*EXERCISE PROMPT*
Please return the lines from the one containing "392L742 388L729 381L713" through the one containing "box: [534, 299, 779, 702]", both included, exactly as they stand.

[Stored data]
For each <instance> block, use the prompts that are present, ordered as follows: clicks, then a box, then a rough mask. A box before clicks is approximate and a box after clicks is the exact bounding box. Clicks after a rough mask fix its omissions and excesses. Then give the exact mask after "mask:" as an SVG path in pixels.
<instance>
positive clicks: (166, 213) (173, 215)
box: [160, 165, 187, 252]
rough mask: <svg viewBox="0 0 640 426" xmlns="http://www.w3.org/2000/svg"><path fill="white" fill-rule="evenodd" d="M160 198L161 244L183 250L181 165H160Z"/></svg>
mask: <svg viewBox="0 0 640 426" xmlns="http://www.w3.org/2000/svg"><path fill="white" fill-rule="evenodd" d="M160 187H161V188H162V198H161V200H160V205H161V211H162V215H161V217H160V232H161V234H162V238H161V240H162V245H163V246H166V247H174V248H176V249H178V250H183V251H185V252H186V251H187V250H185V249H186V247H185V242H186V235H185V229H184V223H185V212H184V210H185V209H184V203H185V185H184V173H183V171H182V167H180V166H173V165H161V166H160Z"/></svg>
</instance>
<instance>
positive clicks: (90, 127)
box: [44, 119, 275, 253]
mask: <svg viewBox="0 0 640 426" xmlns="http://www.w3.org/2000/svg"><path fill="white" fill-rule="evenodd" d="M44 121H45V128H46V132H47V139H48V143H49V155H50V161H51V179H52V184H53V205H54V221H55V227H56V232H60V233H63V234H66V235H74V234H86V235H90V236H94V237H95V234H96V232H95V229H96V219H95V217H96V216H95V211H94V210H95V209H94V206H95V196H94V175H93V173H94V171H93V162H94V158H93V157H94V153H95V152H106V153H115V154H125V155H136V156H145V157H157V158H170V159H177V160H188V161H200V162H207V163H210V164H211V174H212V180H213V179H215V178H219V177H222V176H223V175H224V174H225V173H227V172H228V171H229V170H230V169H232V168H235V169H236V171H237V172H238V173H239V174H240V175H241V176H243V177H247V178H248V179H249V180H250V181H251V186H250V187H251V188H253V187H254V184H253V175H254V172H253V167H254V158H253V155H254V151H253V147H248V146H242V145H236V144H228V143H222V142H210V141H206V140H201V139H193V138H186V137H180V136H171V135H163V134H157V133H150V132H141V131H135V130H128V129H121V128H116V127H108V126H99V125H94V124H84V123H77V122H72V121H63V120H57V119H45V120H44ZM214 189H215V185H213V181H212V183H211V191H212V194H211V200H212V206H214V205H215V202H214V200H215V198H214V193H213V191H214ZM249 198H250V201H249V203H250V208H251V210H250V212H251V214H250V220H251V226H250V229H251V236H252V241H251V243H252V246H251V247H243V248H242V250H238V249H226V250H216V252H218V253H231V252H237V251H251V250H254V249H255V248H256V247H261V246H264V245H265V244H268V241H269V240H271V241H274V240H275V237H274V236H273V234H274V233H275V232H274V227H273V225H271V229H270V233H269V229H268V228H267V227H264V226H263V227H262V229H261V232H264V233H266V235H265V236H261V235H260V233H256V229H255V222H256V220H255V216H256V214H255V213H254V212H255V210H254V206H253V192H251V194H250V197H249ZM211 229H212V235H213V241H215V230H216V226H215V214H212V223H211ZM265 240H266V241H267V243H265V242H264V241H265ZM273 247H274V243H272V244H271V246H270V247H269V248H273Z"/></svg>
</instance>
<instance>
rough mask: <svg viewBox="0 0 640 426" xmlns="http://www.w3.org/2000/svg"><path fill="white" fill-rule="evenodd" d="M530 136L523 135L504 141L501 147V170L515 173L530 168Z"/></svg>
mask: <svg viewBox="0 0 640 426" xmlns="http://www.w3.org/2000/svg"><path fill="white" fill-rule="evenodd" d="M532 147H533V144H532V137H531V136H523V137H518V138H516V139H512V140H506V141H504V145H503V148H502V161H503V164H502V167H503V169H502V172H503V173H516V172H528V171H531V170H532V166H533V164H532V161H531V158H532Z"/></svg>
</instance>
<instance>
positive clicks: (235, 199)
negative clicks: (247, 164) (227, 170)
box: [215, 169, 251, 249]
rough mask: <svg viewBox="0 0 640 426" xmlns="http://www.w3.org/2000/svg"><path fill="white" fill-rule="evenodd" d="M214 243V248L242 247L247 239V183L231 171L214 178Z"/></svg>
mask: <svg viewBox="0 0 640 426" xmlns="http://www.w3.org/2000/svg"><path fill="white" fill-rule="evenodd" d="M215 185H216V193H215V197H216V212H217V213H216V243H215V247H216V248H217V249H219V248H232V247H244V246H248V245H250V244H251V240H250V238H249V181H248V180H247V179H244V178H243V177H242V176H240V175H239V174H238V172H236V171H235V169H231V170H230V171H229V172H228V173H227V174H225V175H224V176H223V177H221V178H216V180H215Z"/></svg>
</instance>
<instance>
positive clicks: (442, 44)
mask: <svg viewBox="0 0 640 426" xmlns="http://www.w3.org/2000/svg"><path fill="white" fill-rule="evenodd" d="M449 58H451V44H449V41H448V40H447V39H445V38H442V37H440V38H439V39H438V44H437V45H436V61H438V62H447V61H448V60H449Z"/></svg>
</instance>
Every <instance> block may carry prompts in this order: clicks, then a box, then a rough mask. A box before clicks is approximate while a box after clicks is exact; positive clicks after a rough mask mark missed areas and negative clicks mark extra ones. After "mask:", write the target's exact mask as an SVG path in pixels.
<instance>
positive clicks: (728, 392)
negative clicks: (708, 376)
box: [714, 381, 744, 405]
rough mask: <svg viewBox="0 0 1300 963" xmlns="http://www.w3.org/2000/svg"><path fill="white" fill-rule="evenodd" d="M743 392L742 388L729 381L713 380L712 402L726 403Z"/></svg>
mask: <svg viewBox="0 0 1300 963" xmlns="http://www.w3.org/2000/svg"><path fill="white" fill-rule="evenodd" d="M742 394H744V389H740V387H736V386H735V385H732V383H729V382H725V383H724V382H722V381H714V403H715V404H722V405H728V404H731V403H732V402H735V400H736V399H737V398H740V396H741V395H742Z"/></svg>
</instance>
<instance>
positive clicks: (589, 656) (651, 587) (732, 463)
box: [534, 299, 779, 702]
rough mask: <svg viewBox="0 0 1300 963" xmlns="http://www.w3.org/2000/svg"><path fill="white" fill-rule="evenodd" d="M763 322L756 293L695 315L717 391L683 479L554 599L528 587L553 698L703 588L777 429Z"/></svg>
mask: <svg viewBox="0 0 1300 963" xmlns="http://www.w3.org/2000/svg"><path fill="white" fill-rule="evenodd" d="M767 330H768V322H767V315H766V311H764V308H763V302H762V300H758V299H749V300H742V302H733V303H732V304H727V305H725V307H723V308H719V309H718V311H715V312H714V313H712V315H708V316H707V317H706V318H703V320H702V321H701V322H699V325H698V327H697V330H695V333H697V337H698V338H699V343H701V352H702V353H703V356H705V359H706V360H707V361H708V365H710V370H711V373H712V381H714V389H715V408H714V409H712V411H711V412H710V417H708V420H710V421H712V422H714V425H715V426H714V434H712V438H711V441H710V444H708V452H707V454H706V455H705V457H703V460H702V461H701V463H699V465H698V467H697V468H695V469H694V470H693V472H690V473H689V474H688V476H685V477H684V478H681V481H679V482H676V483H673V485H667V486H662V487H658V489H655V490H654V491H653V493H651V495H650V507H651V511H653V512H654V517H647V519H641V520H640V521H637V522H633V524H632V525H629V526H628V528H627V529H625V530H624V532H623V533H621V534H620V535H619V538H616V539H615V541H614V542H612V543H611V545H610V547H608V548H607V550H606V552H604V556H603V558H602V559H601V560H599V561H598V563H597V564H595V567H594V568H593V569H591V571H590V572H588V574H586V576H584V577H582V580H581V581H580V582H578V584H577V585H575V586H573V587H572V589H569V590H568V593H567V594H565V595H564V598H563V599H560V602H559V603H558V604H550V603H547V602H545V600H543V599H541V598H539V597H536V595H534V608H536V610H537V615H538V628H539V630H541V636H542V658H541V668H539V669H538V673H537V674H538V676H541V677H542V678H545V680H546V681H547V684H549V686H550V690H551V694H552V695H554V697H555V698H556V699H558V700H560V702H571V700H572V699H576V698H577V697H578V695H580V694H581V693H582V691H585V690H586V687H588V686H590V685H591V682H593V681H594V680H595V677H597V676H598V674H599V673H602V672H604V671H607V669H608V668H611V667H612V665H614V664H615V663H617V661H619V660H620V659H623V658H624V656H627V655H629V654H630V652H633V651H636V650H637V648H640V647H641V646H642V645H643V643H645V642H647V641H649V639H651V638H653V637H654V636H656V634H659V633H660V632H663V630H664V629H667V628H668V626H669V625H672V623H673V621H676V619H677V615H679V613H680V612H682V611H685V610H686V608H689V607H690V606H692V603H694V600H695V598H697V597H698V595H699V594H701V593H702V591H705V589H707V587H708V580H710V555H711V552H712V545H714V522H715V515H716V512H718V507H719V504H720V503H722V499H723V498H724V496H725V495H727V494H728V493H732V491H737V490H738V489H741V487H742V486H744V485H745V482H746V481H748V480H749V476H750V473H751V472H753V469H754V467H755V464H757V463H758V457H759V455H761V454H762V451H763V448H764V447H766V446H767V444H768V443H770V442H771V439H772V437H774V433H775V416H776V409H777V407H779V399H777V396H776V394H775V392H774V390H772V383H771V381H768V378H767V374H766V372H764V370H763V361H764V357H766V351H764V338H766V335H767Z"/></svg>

*RESPONSE FOR THIS EXERCISE*
rough mask: <svg viewBox="0 0 1300 963" xmlns="http://www.w3.org/2000/svg"><path fill="white" fill-rule="evenodd" d="M743 392L742 388L729 381L713 380L712 402L726 403Z"/></svg>
mask: <svg viewBox="0 0 1300 963" xmlns="http://www.w3.org/2000/svg"><path fill="white" fill-rule="evenodd" d="M742 394H744V389H740V387H736V386H735V385H732V383H729V382H725V383H724V382H722V381H714V403H715V404H722V405H728V404H731V403H732V402H735V400H736V399H737V398H740V396H741V395H742Z"/></svg>
</instance>
<instance>
positive clicks: (589, 656) (651, 587) (732, 463)
box: [534, 299, 779, 702]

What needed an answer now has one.